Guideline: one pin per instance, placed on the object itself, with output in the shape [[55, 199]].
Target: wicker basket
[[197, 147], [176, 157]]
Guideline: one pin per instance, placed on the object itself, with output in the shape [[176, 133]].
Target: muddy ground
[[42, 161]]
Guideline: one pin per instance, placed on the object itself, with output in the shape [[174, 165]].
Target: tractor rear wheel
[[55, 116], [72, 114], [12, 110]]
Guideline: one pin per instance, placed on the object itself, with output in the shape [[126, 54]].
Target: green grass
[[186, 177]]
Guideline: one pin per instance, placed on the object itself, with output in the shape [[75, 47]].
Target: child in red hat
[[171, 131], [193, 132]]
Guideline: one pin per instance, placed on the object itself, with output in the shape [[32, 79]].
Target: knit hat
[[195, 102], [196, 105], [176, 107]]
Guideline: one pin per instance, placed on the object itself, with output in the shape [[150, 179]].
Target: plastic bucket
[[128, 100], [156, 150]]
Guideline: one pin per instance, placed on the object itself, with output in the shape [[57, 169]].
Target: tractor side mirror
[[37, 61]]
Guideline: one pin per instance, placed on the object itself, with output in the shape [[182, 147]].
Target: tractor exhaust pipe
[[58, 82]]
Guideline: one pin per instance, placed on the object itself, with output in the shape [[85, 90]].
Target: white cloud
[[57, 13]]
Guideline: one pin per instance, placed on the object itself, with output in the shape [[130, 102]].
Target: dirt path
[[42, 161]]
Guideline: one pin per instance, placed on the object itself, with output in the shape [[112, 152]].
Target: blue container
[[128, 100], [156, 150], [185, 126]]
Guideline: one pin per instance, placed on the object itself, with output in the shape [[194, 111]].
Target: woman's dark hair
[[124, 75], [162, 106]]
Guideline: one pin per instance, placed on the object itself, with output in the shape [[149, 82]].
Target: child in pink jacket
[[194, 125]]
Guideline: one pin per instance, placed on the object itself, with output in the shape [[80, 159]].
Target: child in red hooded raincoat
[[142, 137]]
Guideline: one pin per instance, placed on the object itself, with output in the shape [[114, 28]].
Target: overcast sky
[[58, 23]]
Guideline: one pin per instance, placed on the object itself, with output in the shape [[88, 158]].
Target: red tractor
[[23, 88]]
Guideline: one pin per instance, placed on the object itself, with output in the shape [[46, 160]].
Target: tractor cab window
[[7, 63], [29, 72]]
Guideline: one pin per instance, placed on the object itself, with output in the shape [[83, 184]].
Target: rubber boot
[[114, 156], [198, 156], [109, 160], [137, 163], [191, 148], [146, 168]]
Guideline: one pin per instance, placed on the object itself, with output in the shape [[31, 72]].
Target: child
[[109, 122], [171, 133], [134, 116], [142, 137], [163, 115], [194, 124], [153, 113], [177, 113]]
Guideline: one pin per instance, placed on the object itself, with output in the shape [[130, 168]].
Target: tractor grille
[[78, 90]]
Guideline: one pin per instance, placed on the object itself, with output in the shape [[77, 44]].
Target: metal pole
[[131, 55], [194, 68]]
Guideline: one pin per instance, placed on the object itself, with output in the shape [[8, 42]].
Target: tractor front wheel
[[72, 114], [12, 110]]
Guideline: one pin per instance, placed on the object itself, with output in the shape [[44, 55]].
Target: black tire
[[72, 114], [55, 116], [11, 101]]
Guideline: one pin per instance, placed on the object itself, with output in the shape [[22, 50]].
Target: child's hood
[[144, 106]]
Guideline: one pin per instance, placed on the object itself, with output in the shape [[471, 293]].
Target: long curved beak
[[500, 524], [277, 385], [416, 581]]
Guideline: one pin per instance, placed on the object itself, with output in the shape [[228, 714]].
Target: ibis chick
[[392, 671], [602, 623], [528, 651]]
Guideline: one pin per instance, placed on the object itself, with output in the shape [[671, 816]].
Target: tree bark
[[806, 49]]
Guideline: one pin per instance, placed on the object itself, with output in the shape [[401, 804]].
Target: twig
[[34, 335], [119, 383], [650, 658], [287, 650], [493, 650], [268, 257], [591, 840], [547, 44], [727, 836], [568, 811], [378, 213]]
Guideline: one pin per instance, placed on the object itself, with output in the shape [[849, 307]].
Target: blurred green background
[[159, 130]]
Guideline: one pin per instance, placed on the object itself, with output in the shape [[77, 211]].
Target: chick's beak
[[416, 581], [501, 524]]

-=-=-

> [COSA FARE]: Puoi riscrivere tutte le righe qui sopra rinominando ogni "Target" in "Label" e lasciando invariato tutto il resto?

> [RISULTATO DELL'ESERCIZIO]:
Guideline: one pin per instance, placed on the object itself, with output in the shape [[55, 199]].
Label: wicker basket
[[197, 147], [176, 157]]
Guideline: one pin per instance, placed on the object itself, with output in the shape [[176, 133]].
Label: muddy ground
[[42, 161]]
Guideline: one pin per instance, placed on the object itself, with output in the shape [[174, 165]].
Label: tractor rear wheel
[[55, 116], [72, 114], [12, 110]]
Guideline: one pin per instance, placed on the object itself, with output in the shape [[126, 54]].
Label: green grass
[[186, 177]]
Guideline: one pin per instance, placed on the object itself, with output in the shape [[75, 47]].
Label: child in red hat
[[171, 131], [193, 132]]
Guideline: one pin per instance, placed on the object itself, with output in the shape [[32, 79]].
Label: knit hat
[[195, 102], [196, 105], [176, 107]]
Guideline: one pin per instance, placed on the object itself, with output in the shape [[150, 179]].
Label: plastic bucket
[[128, 100], [156, 150]]
Guideline: one pin per instance, placed on the object itself, with output in the shape [[57, 169]].
Label: tractor side mirror
[[37, 61]]
Guideline: one pin per instance, placed on the object itself, with output in the shape [[182, 147]].
Label: tractor exhaust pipe
[[58, 82]]
Guideline: one pin per instance, placed on the object itself, with output in the shape [[85, 90]].
Label: white cloud
[[57, 13]]
Guideline: one pin per instance, placed on the object itself, with output in the shape [[130, 102]].
Label: dirt path
[[42, 161]]
Guideline: one pin per instance, placed on the object itself, with output in the shape [[112, 152]].
Label: blue container
[[128, 100], [156, 150], [185, 126]]
Guideline: one pin per instance, placed on the object itself, with output in the shape [[194, 111]].
Label: woman's dark hair
[[124, 75], [162, 106]]
Guideline: one pin per instance, placed on the object itself, with output in the shape [[149, 82]].
Label: child in pink jacket
[[194, 125]]
Guideline: one pin per instance, placed on the object itself, with output in the shape [[80, 159]].
Label: child in red hooded raincoat
[[142, 137]]
Guideline: one pin per instance, placed on the object itself, with output in the shape [[114, 28]].
Label: overcast sky
[[58, 23]]
Guideline: one pin per instance, placed on the object itself, with output in the shape [[88, 158]].
Label: red tractor
[[23, 88]]
Guideline: one pin per instance, placed on the object itself, with output in the shape [[46, 160]].
Label: tractor cab window
[[7, 63], [29, 72]]
Guideline: one pin per instance, placed on the object itself, with output in the shape [[83, 184]].
Label: rubber boot
[[114, 156], [198, 156], [109, 160], [137, 163], [191, 148], [146, 168]]
Guideline: one pin per instance, placed on the object itself, with output in the shape [[31, 72]].
Label: child
[[109, 122], [171, 133], [134, 116], [142, 137], [163, 115], [194, 124], [153, 113], [177, 113]]
Guideline: one pin per instance, placed on the object itself, with output in the shape [[130, 168]].
Label: tractor grille
[[78, 90]]
Guideline: one pin per instance, placed on the object itself, with output in the shape [[77, 44]].
Label: metal pole
[[131, 55], [194, 68]]
Guideline: one pin per instance, placed on the object itself, with output in the shape [[8, 42]].
Label: tractor front wheel
[[72, 114], [12, 110]]
Guideline: one pin per instance, placed on the object itself, with output in the shape [[44, 55]].
Label: black tire
[[72, 114], [55, 116], [11, 101]]
Guideline: one pin per instance, placed on the object itself, with output in the shape [[22, 50]].
Label: child's hood
[[144, 106]]
Guideline: one pin per instance, placed on the object itself, with output in the shape [[471, 293]].
Label: long curved beak
[[500, 524], [277, 385], [416, 581]]
Guideline: one pin per instance, placed on the object itself, with output in the shape [[228, 714]].
Label: ibis chick
[[392, 671], [602, 623], [528, 651]]
Guideline: one pin per instance, placed on the object itself, with output in the shape [[671, 816]].
Label: tree bark
[[806, 49]]
Guideline: one pin per instance, placed on the object itself, with output in the shape [[401, 804]].
Label: twig
[[34, 335], [119, 383], [650, 658], [287, 650], [493, 650], [268, 257], [591, 840], [547, 44], [727, 836], [568, 811], [378, 213]]
Guideline: one pin per instance, placed on the object itself, with output in the shape [[849, 307]].
Label: blurred green background
[[159, 130]]
Guideline: one pin per instance, placed on the object itself, with output in the shape [[77, 211]].
Label: chick's beak
[[416, 581], [501, 524]]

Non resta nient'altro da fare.